### Records for this task

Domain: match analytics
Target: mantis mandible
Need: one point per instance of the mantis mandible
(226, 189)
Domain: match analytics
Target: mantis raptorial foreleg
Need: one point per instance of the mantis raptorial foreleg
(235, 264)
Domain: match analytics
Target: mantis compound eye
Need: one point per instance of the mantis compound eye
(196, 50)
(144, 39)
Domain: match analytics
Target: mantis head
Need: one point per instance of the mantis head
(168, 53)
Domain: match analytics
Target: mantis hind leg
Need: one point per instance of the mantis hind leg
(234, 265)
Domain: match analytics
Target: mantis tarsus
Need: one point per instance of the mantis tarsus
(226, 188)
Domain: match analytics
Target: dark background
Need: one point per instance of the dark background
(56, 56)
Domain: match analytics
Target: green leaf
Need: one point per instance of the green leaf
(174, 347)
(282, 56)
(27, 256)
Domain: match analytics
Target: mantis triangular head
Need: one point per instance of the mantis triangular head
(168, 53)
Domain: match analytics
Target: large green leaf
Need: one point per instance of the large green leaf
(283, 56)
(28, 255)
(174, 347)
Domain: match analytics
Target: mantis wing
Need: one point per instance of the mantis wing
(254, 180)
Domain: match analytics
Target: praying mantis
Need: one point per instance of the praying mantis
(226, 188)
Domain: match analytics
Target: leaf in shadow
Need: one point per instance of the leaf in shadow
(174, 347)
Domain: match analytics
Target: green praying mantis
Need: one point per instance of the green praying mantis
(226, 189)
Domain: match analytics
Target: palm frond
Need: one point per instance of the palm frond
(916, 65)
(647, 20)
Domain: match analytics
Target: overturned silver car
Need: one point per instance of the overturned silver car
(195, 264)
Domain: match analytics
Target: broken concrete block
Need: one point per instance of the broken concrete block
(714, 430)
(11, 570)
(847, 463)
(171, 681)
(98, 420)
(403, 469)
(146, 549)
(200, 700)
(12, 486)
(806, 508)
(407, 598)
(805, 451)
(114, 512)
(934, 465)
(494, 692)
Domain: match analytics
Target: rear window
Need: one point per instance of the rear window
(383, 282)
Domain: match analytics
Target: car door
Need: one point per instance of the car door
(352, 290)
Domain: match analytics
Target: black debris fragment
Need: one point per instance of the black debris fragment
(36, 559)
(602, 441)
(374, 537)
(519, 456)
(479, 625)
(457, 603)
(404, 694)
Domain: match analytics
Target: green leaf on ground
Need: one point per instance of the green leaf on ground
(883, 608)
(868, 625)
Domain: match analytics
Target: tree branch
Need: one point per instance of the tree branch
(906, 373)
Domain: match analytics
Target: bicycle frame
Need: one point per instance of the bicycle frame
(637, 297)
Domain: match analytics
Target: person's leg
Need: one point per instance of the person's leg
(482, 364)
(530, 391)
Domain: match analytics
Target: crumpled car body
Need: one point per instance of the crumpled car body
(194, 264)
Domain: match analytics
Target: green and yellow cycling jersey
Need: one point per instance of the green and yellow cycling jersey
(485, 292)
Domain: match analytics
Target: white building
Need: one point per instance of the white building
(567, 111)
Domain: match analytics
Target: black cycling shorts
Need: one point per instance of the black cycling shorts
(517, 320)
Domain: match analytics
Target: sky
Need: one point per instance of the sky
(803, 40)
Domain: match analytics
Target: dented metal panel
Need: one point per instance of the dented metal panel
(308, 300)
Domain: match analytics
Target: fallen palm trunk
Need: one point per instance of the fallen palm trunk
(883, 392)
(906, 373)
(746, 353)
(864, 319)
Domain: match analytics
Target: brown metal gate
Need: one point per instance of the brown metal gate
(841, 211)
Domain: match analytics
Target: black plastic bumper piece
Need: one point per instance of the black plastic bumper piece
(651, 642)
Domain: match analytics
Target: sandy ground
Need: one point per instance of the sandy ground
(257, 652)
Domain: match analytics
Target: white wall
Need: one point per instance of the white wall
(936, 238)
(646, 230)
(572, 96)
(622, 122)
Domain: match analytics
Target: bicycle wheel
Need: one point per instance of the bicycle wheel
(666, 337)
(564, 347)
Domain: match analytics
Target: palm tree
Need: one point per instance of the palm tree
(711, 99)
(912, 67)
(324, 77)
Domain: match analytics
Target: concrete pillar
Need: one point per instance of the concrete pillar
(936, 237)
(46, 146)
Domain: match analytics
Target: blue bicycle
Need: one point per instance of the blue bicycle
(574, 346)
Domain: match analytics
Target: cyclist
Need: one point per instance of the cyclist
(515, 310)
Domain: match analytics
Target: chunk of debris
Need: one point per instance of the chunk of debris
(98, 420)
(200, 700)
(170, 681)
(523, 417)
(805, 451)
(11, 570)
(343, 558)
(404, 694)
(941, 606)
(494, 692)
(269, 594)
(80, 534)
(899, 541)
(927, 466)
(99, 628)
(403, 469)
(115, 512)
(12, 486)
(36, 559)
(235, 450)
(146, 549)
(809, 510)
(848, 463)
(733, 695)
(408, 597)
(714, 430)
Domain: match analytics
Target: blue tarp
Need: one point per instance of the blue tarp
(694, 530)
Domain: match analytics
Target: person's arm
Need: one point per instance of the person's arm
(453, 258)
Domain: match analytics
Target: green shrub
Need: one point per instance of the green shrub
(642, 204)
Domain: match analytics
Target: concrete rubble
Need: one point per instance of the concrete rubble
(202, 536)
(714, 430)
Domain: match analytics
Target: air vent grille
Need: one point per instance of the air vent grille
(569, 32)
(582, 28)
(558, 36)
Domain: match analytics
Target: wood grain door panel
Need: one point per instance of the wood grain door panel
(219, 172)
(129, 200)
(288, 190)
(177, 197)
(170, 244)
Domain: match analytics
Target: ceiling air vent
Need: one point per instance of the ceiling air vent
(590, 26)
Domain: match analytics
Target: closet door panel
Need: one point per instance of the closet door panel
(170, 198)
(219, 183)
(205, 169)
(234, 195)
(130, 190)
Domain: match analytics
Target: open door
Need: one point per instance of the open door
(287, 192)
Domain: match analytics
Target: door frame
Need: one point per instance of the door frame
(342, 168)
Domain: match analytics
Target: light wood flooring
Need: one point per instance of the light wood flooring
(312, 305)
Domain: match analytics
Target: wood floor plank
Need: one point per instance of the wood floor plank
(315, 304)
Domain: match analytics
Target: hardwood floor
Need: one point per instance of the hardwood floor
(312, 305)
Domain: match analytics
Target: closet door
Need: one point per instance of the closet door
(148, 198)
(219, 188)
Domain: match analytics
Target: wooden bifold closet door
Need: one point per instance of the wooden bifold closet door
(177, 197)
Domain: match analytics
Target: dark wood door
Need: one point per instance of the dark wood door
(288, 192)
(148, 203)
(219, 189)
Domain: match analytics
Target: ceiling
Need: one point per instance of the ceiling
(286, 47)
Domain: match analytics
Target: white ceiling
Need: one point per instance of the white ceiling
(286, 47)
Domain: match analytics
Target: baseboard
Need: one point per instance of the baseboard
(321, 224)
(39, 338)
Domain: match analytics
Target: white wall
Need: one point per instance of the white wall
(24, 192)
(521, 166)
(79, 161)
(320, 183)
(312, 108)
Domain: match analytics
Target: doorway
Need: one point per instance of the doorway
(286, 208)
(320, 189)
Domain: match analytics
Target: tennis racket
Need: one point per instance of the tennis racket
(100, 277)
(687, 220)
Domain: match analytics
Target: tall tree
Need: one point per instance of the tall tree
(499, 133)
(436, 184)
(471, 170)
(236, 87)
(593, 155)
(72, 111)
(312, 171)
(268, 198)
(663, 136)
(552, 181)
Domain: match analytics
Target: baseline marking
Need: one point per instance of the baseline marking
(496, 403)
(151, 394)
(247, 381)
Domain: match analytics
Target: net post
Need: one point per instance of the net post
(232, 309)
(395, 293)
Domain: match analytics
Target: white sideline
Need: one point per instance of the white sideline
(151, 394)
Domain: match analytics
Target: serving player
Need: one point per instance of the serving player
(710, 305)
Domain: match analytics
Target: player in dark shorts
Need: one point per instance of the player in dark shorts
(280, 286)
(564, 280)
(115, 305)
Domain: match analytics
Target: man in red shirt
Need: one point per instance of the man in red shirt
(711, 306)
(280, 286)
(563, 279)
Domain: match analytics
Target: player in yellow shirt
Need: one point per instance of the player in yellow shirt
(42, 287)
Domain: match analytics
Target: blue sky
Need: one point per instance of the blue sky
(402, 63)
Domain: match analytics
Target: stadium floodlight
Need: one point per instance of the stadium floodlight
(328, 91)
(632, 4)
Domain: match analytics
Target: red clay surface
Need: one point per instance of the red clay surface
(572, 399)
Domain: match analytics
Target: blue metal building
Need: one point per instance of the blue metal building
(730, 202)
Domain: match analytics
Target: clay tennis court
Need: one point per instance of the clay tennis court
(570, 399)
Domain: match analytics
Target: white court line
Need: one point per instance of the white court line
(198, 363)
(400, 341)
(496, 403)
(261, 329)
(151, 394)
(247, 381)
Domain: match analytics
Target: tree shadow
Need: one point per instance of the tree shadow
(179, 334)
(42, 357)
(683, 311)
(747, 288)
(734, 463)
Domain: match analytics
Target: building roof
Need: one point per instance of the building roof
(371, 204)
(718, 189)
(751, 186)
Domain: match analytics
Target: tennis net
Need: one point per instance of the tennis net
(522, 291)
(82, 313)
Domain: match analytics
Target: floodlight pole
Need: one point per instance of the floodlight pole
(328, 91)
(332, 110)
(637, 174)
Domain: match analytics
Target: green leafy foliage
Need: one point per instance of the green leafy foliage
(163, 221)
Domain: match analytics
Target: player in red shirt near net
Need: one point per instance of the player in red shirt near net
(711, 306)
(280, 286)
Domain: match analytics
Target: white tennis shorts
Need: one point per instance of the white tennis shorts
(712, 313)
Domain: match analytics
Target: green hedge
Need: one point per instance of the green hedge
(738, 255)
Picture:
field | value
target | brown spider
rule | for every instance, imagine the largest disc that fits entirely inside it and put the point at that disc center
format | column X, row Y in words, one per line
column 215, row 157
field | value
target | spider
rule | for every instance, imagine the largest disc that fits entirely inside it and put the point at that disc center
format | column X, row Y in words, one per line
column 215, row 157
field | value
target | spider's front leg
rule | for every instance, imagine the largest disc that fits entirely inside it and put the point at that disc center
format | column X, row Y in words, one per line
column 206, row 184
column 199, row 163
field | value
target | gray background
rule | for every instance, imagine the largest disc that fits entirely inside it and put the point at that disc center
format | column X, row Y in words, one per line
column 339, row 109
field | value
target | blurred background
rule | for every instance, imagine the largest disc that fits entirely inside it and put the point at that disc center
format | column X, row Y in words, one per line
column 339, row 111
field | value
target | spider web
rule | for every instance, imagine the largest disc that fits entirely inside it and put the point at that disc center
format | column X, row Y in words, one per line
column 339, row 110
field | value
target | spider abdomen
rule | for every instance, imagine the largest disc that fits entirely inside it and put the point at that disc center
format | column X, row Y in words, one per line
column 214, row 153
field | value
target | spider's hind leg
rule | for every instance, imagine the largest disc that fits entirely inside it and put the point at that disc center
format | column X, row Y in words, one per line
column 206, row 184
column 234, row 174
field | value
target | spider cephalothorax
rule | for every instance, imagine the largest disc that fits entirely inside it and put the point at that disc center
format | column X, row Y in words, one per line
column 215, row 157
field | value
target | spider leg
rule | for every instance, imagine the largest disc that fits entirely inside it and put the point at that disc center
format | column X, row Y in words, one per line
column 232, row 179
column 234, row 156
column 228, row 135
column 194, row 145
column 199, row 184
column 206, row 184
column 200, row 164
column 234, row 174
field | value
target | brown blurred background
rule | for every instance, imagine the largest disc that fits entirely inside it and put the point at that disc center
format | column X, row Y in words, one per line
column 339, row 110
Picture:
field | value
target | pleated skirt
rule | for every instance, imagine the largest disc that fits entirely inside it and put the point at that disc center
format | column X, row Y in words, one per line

######

Written instruction » How many lines in the records above contain the word "rear"? Reply with the number alone.

Solution to this exercise » 2